III.2 No Additional Information Required

29. Having concluded (incorrectly, I believe) that it is impossible as a practical matter to determine whether there is substantial similarity in the Unix and Linux kernels, Mr. Sontag states that the only way for SCO to determine substantial similarity is to get a vast amount of additional materials from IBM and a number of other individuals or entities. In fact, none of this additional material identified by Mr. Sontag is necessary to the substantial similarity task.

II.2.1 No Additional Information from IBM Is Needed

30. Mr. Sontag states (43, 50) that SCO requires the following additional materials from IBM:

  • all version control system and bug tracking information (including documents, data, logs, files and so forth) for AIX, Dynix/ptx, ptx and Dynix from 1984 to the present,
  • source code and log information for all interim and released versions of AIX, Dynix, ptx and Dynix/ptx from 1984 to present,
  • depositions as appropriate for programmers identified from the forgoing,
  • all design documents, white papers, and programming notes, created from 1984 to the present.

31. This information is irrelevant to SCO's task in the current context, which is showing that IBM's Linux activities infringe SCO's alleged copyrights in Unix software. The similarity to be demonstrated is between the claimed Unix software and Linux; the history of AIX and Dynix development plays no part in this judgement.

32. Having access to all of the materials concerning AIX and Dynix to which Mr. Sontag refers in his declaration (which appears to be a huge amount of information) would not, in my opinion, be of any assistance in determining whether Linux is substantially similar to Unix. Those materials are not useful for the task at hand.

» **Raw records**:
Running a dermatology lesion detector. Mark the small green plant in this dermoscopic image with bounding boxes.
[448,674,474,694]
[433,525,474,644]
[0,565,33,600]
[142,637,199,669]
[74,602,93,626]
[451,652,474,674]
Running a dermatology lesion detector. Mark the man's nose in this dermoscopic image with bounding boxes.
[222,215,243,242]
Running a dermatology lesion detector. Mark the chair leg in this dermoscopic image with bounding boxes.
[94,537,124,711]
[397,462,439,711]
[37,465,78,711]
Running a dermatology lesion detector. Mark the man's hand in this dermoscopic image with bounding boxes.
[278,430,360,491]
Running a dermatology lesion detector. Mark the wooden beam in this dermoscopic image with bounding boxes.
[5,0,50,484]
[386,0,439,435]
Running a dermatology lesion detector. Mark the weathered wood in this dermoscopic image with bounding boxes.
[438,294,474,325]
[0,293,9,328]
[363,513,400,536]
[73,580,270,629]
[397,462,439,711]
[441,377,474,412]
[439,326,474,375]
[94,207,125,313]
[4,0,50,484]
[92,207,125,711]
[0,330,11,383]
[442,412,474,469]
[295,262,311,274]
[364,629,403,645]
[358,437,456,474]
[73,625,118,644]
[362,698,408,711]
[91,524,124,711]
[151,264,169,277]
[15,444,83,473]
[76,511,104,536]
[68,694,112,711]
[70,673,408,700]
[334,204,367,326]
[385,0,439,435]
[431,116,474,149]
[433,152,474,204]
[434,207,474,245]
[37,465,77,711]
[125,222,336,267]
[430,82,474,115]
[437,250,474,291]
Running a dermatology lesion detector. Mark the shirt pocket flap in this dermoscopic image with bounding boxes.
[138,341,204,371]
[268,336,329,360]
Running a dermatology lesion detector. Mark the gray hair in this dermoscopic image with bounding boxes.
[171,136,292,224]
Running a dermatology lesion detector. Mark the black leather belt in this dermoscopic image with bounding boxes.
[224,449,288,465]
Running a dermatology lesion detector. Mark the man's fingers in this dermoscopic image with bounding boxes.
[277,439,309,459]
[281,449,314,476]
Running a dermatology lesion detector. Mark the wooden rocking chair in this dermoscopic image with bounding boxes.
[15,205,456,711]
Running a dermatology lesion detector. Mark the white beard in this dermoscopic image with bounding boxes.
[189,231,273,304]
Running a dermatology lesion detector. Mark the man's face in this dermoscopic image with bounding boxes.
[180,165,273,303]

» **Work instructions**:
A – Answer these questions from the declaration excerpt, one answer per line:
(i) Besides IBM, who does Mr. Sontag say SCO would need materials from?
(ii) What time span do the requested AIX and Dynix materials cover?
(iii) According to paragraph 31, which two things must the similarity be shown between?
B – Name every operating system that appears in the bulleted list of materials Mr. Sontag says SCO requires from IBM in the declaration excerpt.
C – Carry the declaration excerpt forward from the end of paragraph 32.

» **Expected results**:
A –
(i) A number of other individuals or entities.
(ii) From 1984 to the present.
(iii) The claimed Unix software and Linux.

B – AIX, Dynix/ptx, ptx, Dynix

C –
33. As I understand the concept, and as is only logical, substantial similarity must be a determination about two bodies of code as they are, not a question of their heritage. Any given segment of Linux code either is or is not substantially similar to a given body of Unix code; it is irrelevant to the determination of similarity how the Linux code came to look the way it does. So even if it is true that some code that came to be included in Linux originated in AIX or Dynix, that is simply not important to the analysis of whether that Linux code is in fact similar to any Unix code.

34. To suggest otherwise leads to the absurd notion that one work can be considered similar to another even if the two are currently completely different, if only one can show a (perhaps very long) sequence of small changes that lead from one to the other. This would be like playing the game of "telephone," in which a sentence is successively whispered from one person to the next in a long line, and claiming that, even though the sentence that emerged was totally different from the one that started the process, they were "substantially similar" because the last was the result of many small changes to the first. Similarity means just that - similarity. And the determination of similarity is made on the code as it is, independent of how it got that way.

35. Yet this is not what Mr. Sontag apparently has in mind, as he claims that "By viewing each version of the Dynix/AIX code, SCO will be better able to determine if the structure, sequence and organization of the corresponding Linux code matches that of Unix." (35.) The structure, sequence and organization of some Linux code either does or does not match that of some part of Unix code; that judgment is surely not dependent on the derivation history of the code. Again, information relating to AIX and Dynix, let alone extremely detailed information about AIX and Dynix, is not useful to the analysis of whether portions of Linux are substantially similar to portions of Unix.

36. Consider also Mr. Sontag's indication (30) that "Because of changes made to source code over time, the current code version may 'look' different than the initial code version." He slides too quickly here past the possibility that, because of changes to source code over time, the current code version may in fact be different, i.e., no longer substantially similar. The changes made to correct bugs, improve features, add new features, or as a consequence of re-thinking the design of a section of the code, may over time simply produce code that is completely different from the original.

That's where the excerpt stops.